## Objective
Repeat the lines beginning at the one with "Task: tag the baby" and running to the end of the material, keeping the first and last of them, exactly as they appear.

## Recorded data
## START

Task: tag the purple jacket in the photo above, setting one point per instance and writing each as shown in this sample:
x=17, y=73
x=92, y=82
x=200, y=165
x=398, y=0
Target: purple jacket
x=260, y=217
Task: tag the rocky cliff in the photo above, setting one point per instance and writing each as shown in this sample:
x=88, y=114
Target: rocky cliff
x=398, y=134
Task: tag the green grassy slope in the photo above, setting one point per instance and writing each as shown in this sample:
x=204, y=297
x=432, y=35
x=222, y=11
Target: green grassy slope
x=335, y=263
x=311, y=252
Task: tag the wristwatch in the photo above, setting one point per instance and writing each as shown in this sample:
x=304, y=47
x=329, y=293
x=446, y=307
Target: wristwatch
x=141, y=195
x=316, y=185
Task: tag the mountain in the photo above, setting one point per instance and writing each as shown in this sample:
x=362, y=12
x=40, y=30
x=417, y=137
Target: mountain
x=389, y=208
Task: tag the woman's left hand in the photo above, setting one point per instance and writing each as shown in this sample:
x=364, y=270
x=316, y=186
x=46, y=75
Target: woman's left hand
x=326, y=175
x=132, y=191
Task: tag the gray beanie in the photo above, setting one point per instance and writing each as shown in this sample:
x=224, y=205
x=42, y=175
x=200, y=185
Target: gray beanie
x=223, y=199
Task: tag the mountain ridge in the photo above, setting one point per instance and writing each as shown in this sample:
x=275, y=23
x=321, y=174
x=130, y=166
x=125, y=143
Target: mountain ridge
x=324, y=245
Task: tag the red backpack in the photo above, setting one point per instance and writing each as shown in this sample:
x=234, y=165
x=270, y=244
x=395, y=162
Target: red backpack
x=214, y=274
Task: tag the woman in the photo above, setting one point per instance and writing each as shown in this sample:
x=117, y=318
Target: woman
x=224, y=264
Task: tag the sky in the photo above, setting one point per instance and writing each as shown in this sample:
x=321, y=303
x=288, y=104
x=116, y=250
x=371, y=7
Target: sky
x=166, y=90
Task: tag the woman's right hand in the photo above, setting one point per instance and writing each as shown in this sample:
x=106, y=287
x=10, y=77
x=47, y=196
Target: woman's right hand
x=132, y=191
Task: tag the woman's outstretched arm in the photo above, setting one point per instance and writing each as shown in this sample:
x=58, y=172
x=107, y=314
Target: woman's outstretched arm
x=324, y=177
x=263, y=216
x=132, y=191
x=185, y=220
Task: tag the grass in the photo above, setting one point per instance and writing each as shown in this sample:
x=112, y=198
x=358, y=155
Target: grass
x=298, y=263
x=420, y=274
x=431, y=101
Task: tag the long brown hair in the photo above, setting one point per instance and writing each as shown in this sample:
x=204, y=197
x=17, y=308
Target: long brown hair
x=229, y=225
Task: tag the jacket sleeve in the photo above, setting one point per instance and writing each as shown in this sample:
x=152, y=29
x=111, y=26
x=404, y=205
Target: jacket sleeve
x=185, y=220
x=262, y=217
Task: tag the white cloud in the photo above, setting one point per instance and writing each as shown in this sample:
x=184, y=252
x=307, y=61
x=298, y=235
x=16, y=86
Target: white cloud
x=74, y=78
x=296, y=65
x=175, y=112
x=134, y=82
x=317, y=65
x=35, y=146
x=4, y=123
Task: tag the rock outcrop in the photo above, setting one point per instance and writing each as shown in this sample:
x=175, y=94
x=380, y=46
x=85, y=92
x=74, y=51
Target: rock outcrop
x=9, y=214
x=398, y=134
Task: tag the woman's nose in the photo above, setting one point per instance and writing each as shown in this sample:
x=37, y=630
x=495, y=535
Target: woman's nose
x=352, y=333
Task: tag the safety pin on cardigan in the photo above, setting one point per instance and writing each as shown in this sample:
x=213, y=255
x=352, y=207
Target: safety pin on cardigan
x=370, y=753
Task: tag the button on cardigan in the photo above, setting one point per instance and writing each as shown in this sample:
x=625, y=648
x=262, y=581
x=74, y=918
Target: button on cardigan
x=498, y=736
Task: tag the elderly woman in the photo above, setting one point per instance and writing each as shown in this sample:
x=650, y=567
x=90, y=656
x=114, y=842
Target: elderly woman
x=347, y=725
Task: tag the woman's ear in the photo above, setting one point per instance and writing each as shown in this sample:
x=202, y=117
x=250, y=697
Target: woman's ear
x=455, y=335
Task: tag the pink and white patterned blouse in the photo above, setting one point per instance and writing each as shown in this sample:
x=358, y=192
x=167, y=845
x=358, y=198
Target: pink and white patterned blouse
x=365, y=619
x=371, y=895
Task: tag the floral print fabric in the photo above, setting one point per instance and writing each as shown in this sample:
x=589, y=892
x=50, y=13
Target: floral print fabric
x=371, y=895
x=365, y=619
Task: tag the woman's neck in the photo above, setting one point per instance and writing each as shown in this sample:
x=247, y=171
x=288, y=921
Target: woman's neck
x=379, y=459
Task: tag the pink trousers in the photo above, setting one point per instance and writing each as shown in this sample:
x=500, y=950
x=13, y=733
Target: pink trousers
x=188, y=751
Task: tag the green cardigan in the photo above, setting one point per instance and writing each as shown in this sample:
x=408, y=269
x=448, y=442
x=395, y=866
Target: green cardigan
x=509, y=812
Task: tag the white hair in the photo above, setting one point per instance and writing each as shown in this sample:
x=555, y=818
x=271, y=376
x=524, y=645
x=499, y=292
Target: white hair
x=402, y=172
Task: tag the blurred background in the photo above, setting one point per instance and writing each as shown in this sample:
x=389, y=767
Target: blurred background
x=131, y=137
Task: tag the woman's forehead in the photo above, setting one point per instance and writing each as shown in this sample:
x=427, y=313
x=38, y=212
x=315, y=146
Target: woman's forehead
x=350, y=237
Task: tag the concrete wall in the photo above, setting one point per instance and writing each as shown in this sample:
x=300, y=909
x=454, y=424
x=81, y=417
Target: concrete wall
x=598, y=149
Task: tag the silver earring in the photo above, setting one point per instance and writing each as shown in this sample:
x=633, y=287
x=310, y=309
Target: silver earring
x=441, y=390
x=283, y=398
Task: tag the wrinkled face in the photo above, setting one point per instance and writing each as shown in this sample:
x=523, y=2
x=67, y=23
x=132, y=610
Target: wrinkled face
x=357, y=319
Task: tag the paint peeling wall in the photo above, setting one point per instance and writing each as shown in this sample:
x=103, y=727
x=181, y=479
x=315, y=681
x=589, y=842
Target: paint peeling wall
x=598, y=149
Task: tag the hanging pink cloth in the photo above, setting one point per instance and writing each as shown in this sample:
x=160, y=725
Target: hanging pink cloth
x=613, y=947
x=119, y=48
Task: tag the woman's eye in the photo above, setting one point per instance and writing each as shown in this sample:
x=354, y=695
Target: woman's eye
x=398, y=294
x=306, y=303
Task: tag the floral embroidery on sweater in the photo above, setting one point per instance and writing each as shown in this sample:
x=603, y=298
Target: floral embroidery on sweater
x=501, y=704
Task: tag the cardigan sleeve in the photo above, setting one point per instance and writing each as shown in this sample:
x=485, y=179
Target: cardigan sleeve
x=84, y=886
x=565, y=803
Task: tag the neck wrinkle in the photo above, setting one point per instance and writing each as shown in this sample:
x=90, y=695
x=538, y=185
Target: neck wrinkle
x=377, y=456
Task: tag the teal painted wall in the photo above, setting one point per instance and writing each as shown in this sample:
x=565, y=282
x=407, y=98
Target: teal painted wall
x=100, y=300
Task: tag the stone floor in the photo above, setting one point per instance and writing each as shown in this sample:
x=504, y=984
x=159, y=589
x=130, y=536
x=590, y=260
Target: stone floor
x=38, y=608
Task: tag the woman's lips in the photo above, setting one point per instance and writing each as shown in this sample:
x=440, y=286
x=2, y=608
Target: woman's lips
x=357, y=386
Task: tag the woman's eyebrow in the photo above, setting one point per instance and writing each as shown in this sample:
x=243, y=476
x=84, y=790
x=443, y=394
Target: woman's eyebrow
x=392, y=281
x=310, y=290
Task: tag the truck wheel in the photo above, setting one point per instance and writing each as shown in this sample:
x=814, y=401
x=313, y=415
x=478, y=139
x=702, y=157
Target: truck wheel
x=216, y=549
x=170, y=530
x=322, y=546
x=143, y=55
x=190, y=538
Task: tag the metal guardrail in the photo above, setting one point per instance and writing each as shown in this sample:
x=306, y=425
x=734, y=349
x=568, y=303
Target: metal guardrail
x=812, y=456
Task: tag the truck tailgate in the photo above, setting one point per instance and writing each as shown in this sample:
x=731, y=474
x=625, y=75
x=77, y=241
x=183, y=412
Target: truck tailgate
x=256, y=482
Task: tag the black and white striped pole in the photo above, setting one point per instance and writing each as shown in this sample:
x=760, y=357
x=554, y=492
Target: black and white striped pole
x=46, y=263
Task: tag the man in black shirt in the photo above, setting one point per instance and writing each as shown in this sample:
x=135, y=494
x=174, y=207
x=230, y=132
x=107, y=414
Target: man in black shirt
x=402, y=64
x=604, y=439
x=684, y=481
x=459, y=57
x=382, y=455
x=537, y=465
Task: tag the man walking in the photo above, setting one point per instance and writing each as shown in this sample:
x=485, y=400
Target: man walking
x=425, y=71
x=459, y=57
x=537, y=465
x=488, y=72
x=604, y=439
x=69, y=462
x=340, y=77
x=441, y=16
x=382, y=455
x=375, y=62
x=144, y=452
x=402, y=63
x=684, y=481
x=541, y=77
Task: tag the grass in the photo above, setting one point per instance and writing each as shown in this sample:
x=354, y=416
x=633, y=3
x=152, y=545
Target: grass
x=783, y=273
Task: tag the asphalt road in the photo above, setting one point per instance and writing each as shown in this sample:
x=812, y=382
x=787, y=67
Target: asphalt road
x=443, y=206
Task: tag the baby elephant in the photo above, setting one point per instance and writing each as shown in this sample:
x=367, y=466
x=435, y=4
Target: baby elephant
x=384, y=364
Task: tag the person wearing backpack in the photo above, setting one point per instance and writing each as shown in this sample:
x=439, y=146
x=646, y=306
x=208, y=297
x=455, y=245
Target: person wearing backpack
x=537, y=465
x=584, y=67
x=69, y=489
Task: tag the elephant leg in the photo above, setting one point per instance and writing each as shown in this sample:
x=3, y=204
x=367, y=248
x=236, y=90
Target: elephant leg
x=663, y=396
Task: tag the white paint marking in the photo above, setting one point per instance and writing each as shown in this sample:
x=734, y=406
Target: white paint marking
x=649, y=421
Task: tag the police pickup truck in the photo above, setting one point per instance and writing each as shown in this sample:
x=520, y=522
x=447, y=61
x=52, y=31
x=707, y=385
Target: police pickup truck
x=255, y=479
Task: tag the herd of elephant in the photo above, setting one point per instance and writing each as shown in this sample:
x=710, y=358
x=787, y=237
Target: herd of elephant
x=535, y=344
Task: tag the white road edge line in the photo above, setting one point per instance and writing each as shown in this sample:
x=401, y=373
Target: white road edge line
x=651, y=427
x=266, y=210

## END

## Task answer
Task: tag the baby elephant in the photo above, setting one point per instance and writing each as shown in this sample:
x=367, y=466
x=435, y=4
Target: baby elephant
x=384, y=364
Task: tag the person wearing backpack in the photo above, setting one point per instance and writing each as shown in this sample:
x=439, y=146
x=646, y=306
x=208, y=297
x=455, y=245
Target: person wearing backpack
x=537, y=465
x=584, y=67
x=69, y=489
Task: tag the elephant leg in the photo above, setting one point per instance and writing each as shown in this sample:
x=3, y=204
x=367, y=248
x=236, y=90
Target: elephant leg
x=663, y=396
Task: tag the white paint marking in the photo above, setting one point per instance and writing each as shown in this sample:
x=734, y=406
Target: white paint marking
x=649, y=421
Task: tag the police pickup truck in the photo above, setting one point per instance and writing each as shown in this sample:
x=520, y=522
x=447, y=61
x=52, y=31
x=707, y=385
Target: police pickup truck
x=255, y=479
Task: tag the herd of elephant in the photo above, setting one point per instance and writing each as shown in this sample:
x=710, y=358
x=787, y=237
Target: herd of elephant
x=535, y=344
Task: tag the white road edge line in the photo above, setting one point per instance and writing each as shown in this sample:
x=401, y=373
Target: white road edge line
x=651, y=427
x=266, y=210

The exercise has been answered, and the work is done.